What the task requires = Can you give the material below as a Markdown table with a "Row" column for the row number and a "Line" column for the line, leaving out blank lines? Begin at the line that contains "Every instance of the handrail" and continue through the end of the material.

Data items
# # #

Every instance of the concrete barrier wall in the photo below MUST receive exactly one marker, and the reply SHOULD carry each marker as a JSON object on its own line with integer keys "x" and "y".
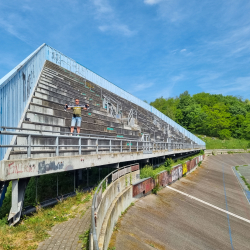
{"x": 114, "y": 190}
{"x": 119, "y": 206}
{"x": 224, "y": 151}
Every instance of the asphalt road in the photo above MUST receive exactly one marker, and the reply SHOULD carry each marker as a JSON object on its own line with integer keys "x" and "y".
{"x": 173, "y": 220}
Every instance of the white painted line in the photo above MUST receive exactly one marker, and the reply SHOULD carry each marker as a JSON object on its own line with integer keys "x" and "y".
{"x": 240, "y": 184}
{"x": 206, "y": 203}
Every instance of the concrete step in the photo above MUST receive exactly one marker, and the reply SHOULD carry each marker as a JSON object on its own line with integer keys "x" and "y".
{"x": 55, "y": 105}
{"x": 66, "y": 88}
{"x": 71, "y": 83}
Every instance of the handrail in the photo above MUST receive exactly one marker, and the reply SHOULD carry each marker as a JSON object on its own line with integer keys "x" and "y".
{"x": 40, "y": 130}
{"x": 138, "y": 146}
{"x": 93, "y": 227}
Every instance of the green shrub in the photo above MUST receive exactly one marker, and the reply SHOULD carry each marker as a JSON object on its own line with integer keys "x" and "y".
{"x": 225, "y": 134}
{"x": 156, "y": 189}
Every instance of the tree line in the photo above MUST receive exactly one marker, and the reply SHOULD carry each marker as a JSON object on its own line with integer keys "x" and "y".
{"x": 208, "y": 114}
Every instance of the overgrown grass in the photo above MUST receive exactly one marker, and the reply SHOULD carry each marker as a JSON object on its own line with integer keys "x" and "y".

# # #

Exercise output =
| Row | Line |
|---|---|
| 1 | Every instance of the handrail in the photo above MUST receive exactly one marker, and the reply SHOULD carry each marker as a JSON object on its own line with integer keys "x" and "y". |
| 2 | {"x": 40, "y": 130} |
| 3 | {"x": 138, "y": 146} |
| 4 | {"x": 93, "y": 227} |
| 5 | Every instance of the green shrub in the photo above MUST receive exactly one marker, and the reply SHOULD carry each marker as a JSON object on its own line with integer keys "x" and "y". |
| 6 | {"x": 225, "y": 134} |
| 7 | {"x": 156, "y": 189} |
| 8 | Every instance of the tree line in the photo above MUST receive exactly one marker, and the reply SHOULD carry each marker as a JSON object on its own line with integer keys "x" and "y". |
| 9 | {"x": 208, "y": 114} |
| 10 | Every instance of the overgrown grass in the photo above MUST receive exactly one marker, and the reply SHOULD carry each marker as a JSON object on its own line with integer keys "x" and "y". |